EXERCISE DIRECTIONS
Rewrite all of the following lines so that "with a pin" becomes "with a marker" wherever it occurs, and leave everything else unchanged.
════════════════════
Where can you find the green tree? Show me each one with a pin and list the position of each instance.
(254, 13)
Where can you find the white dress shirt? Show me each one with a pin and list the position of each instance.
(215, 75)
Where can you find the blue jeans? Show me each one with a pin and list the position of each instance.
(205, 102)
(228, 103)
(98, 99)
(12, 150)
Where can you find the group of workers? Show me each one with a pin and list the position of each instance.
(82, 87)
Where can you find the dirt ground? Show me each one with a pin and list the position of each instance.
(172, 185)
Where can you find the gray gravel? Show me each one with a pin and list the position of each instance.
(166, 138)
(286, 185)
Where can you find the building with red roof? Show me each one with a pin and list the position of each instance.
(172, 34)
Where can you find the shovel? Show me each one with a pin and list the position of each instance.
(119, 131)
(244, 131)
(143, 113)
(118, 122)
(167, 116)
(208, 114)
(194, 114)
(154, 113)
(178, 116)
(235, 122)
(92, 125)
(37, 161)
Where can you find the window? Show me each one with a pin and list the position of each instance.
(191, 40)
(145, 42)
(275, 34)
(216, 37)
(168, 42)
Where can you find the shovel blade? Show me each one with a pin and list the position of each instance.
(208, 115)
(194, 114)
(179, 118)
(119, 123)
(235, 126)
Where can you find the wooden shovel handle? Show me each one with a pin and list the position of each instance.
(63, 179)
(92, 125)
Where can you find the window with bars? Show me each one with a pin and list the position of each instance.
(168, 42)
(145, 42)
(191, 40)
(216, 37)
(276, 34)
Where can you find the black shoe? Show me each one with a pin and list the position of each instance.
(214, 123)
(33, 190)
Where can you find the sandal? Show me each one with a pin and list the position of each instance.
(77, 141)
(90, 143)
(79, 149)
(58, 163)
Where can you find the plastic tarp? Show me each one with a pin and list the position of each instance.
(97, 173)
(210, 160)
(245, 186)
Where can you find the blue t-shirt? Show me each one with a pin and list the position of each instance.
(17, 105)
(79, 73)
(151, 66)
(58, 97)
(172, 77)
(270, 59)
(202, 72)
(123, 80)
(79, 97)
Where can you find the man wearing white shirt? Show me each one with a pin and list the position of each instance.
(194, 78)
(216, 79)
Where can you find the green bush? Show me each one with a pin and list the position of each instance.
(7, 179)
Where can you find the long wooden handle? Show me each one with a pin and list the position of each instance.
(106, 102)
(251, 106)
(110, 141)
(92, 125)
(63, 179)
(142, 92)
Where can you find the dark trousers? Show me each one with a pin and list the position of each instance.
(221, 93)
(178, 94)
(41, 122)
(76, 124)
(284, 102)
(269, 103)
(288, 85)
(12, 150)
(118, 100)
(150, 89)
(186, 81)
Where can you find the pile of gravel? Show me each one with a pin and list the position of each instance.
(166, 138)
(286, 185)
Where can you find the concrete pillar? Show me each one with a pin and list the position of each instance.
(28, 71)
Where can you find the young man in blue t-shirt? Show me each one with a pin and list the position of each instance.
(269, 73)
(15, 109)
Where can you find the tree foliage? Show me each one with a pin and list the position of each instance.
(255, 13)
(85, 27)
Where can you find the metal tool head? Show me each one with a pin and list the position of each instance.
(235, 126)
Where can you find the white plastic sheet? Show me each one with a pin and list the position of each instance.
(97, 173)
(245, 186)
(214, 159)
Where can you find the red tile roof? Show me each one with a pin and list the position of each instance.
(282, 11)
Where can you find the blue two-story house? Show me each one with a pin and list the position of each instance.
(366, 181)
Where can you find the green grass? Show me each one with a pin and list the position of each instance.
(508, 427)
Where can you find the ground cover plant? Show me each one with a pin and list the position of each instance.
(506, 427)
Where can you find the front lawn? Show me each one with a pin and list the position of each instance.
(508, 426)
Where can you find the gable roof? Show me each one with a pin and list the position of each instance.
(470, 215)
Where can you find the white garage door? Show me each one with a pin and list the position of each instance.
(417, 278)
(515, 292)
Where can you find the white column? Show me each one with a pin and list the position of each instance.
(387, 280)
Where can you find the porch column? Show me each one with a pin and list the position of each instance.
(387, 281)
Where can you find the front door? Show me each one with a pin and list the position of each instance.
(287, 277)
════════════════════
TASK OUTPUT
Where can you find the green tree? Show me each one with a marker and list the position of each instance.
(254, 13)
Where can you find the white dress shirt? Show me each one with a marker and list the position of each instance.
(215, 75)
Where can you find the blue jeans? Show me each one with a marker and list the position of each instance.
(205, 102)
(228, 103)
(98, 99)
(12, 150)
Where can you find the group of workers? Show me each one with a marker and list the position of each instance.
(82, 87)
Where can you find the dirt ground? Show me each one with a marker and list the position of each instance.
(172, 185)
Where can you find the gray gravel? Show me each one with a marker and list the position of each instance.
(166, 138)
(286, 185)
Where can you find the building with red roof? Show me each one with a marker and list the position of each instance.
(172, 34)
Where can you find the shovel? Show me each one with a marker and list the position of each instance.
(119, 131)
(244, 131)
(143, 113)
(118, 122)
(167, 116)
(208, 114)
(194, 114)
(154, 113)
(178, 116)
(235, 122)
(92, 125)
(37, 161)
Where can you find the window? Show me each one with a marker and list the position of each instance.
(191, 40)
(145, 42)
(275, 34)
(216, 37)
(168, 42)
Where can you find the shovel blade? Show me each one with a marker and list the position of each instance.
(208, 115)
(194, 114)
(179, 118)
(119, 123)
(235, 126)
Where can you find the wooden shovel handle? Show me each one with a marker and list the position of each instance.
(63, 179)
(92, 125)
Where can you find the window with bars? Show me each one with a marker and list the position of each instance.
(168, 42)
(145, 42)
(191, 40)
(216, 37)
(276, 34)
Where can you find the black shoe? Show me each one with a marker and list the position of each instance.
(214, 123)
(33, 190)
Where can you find the sandal? Show me each one with a marker and list the position of each instance.
(77, 141)
(90, 143)
(79, 149)
(58, 163)
Where can you find the plastic tarp? Show me each one with a marker and list the position of each instance.
(97, 173)
(210, 160)
(245, 186)
Where can you find the blue t-shirt? Show me each one with a marker and list the position of each instance.
(17, 105)
(79, 73)
(151, 66)
(58, 97)
(172, 77)
(270, 59)
(202, 72)
(123, 80)
(79, 97)
Where can you find the man wearing white shirt? Show me each one with a marker and list the position of each instance.
(194, 78)
(216, 79)
Where can you find the green bush? Show me each one with a marker and list the position of each instance.
(7, 179)
Where can you find the long wooden handle? Show me each one with a marker and list the position of each instance.
(106, 102)
(251, 106)
(110, 141)
(92, 125)
(63, 179)
(142, 92)
Where can you find the dark trousers? Show me each one with a marker and list the position of each instance.
(221, 93)
(178, 94)
(41, 122)
(76, 124)
(284, 102)
(269, 103)
(288, 85)
(12, 150)
(118, 100)
(150, 89)
(186, 81)
Where can you find the pile of gravel? Show me each one with a marker and list the position of each instance.
(166, 138)
(286, 185)
Where can you find the concrete pillar? Show me each one with a marker and list the position of each instance.
(28, 71)
Where can you find the young man in blue t-shirt? Show me each one with a marker and list the position of each instance.
(269, 73)
(15, 109)
Where can you find the tree foliage? Show me each one with a marker and list the position of each instance.
(255, 13)
(85, 27)
Where can you find the metal tool head? Show me each one with a marker and list the position of each instance.
(235, 126)
Where can you find the white plastic sheet? Show me each one with a marker and list the position of each instance.
(97, 173)
(245, 186)
(214, 159)
Where can you find the red tile roof? Show me each one with a marker and list the position of each instance.
(282, 11)
Where can you find the blue two-story house? Show me each one with a marker and list the position of each instance.
(366, 181)
Where can you find the green grass? Show me each one with a marker and list the position of each instance.
(508, 427)
Where can you find the ground cover plant? Show me each one with a marker and list the position of each instance.
(506, 427)
Where can you find the front lawn? Show me each one with a marker and list the position of each instance.
(508, 426)
Where can you find the gable roof? Show me each one with a marker and list the position of each instance.
(470, 215)
Where can you find the white garage door? Show me each one with a marker and list the position of each instance.
(417, 278)
(515, 292)
Where can you find the white column? Show me each one with a marker and list the position of each instance.
(387, 280)
Where can you find the porch column? Show me each one with a marker and list the position of each instance.
(387, 281)
Where can you find the front door? Show me each one with a marker and list the position of each instance.
(287, 277)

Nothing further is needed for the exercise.